___ DATA PROVIDED ___
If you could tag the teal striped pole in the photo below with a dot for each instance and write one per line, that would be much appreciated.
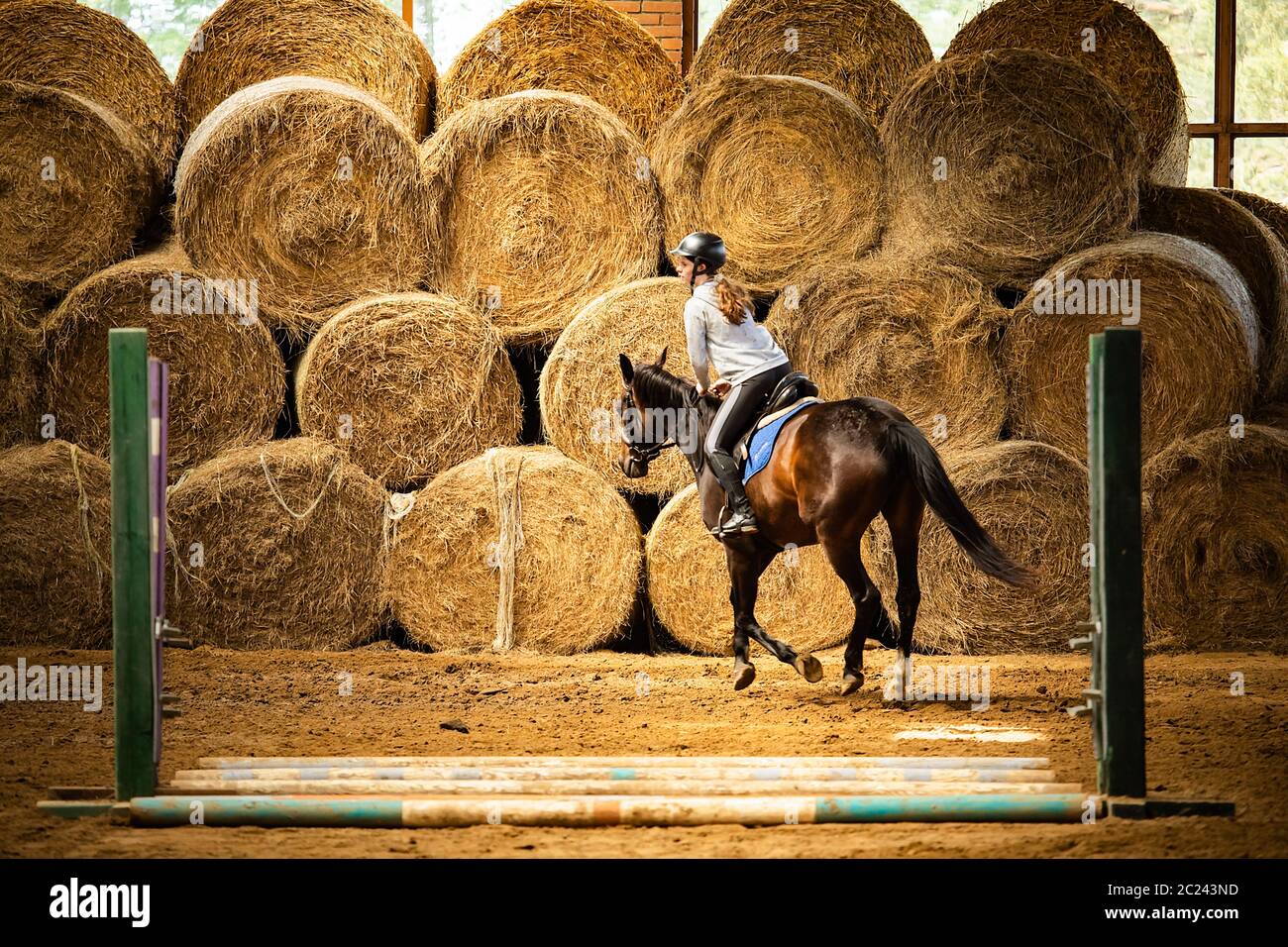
(132, 564)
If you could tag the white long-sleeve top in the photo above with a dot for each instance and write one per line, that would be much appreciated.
(735, 352)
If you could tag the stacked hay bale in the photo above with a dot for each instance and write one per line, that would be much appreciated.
(55, 547)
(278, 545)
(541, 201)
(1216, 541)
(1008, 198)
(864, 50)
(518, 548)
(94, 55)
(922, 341)
(1031, 499)
(787, 170)
(227, 379)
(1250, 247)
(86, 144)
(583, 47)
(1109, 40)
(800, 599)
(1199, 339)
(583, 377)
(408, 384)
(359, 43)
(313, 189)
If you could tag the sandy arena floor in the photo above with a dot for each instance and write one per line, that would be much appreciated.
(1203, 742)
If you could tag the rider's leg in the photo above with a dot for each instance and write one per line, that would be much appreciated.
(737, 411)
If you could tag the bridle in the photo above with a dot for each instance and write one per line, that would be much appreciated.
(647, 453)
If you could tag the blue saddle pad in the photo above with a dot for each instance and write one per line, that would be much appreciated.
(761, 446)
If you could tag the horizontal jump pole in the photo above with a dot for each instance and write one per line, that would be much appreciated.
(600, 810)
(765, 762)
(603, 788)
(629, 774)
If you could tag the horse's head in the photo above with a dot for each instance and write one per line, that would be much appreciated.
(642, 440)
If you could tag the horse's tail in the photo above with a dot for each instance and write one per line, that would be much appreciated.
(921, 462)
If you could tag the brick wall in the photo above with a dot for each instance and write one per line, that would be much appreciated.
(660, 17)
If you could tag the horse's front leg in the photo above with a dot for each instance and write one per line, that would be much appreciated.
(747, 562)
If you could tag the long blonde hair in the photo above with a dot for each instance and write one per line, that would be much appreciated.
(734, 298)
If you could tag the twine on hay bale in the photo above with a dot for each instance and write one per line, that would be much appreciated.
(1198, 341)
(1031, 499)
(55, 547)
(278, 545)
(227, 377)
(20, 395)
(1122, 50)
(76, 183)
(544, 201)
(923, 341)
(1216, 541)
(575, 570)
(408, 385)
(864, 50)
(581, 377)
(786, 170)
(360, 43)
(312, 188)
(583, 47)
(1008, 197)
(800, 600)
(1249, 245)
(75, 48)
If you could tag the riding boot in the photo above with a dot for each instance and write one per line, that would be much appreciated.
(742, 519)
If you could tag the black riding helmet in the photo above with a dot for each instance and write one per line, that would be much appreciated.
(704, 248)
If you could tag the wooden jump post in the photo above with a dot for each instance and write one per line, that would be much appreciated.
(1116, 631)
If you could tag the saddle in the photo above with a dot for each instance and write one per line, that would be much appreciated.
(794, 388)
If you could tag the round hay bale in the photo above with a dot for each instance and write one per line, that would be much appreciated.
(55, 547)
(1198, 341)
(309, 187)
(75, 48)
(278, 545)
(1249, 245)
(76, 183)
(1005, 161)
(802, 600)
(1122, 50)
(408, 385)
(359, 43)
(581, 377)
(1273, 215)
(520, 540)
(583, 47)
(227, 377)
(864, 50)
(786, 170)
(1031, 499)
(542, 201)
(1216, 541)
(922, 341)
___
Give every line back word for word and leave the pictures out.

If you could tag the teal striped pole in the photo below with a dot for each instance and write one per line, that would be much appreciated.
(132, 564)
If you could tag the white long-sleeve top in the photo above with a dot for each instance and write one per line, that would be much appreciated.
(735, 352)
If you could tag the stacked hay bale in the photo above with a dot for each instance and write one per line, that would be much appreciated.
(55, 547)
(278, 545)
(541, 201)
(1216, 541)
(1008, 198)
(864, 50)
(518, 548)
(94, 55)
(922, 341)
(1031, 499)
(787, 170)
(227, 379)
(1250, 247)
(86, 144)
(583, 47)
(1109, 40)
(800, 599)
(1199, 339)
(583, 377)
(408, 384)
(359, 43)
(313, 189)
If you could tag the sandy arena floor in the photo above with a dot for each instance and write one per line, that would be much appreciated.
(1203, 742)
If you could tag the rider's leg in the photo above with a dot for each instance and write one per line, that would be much appreciated.
(737, 411)
If you could tag the bridle in the photo above with a dot for each instance and write one per line, that would be much appreciated.
(647, 453)
If you could tag the blue saddle pad in the photo above with a dot for each instance and write one per line, that would be much appreciated.
(761, 446)
If you could tag the horizontal jump pole in the photo above with a dot for each instance and write one per line, that would be much appreciated.
(600, 810)
(765, 762)
(603, 788)
(629, 774)
If you could tag the horse's head in the photo above with a dot for each instance and write one per line, that would be much appreciated.
(642, 440)
If you could tag the horse's tail in the photo above with a dot for each instance and write one per line, that would be much appreciated.
(921, 462)
If you could tag the brick wall in the photo above with a dot for each instance and write one per line, that would be much appreciated.
(660, 17)
If you could tag the horse's front leg in the photo above with a dot for each instance and write one per line, that would be much appreciated.
(747, 562)
If you could tag the long blonde hair in the photo above with a dot for each instance and write one per line, that would be much appreciated.
(734, 298)
If you could tag the twine on hay bale in the photo above with a dot for each instance and write one per line, that would be much appreciated.
(1198, 341)
(1031, 499)
(55, 547)
(278, 545)
(227, 377)
(20, 395)
(1122, 50)
(76, 183)
(544, 201)
(923, 341)
(1216, 541)
(575, 570)
(408, 385)
(864, 50)
(581, 377)
(786, 170)
(360, 43)
(312, 188)
(583, 47)
(1008, 197)
(800, 600)
(1249, 245)
(75, 48)
If you could tag the riding boot in the photo above with a dot for each instance and write one per line, that would be much appreciated.
(742, 519)
If you could tag the black riding helmet in the photo above with a dot for each instance and write one per line, that would be much appreciated.
(704, 248)
If you could tag the wooden jump post in the photo above with a dot for each instance and write one per line, that would be much appreciated.
(1116, 631)
If you could tag the saddle in the photo above with a dot for each instance and write one per line, that would be much appreciated.
(794, 388)
If you could tag the round hay bale in the photo above with a dot for each instance and write one per line, that would be much appreciated.
(55, 547)
(1198, 341)
(309, 187)
(75, 48)
(278, 545)
(1249, 245)
(76, 183)
(1005, 161)
(802, 600)
(1122, 50)
(408, 385)
(359, 43)
(581, 377)
(1273, 215)
(520, 540)
(583, 47)
(227, 377)
(864, 50)
(786, 170)
(1031, 499)
(542, 201)
(1216, 541)
(922, 341)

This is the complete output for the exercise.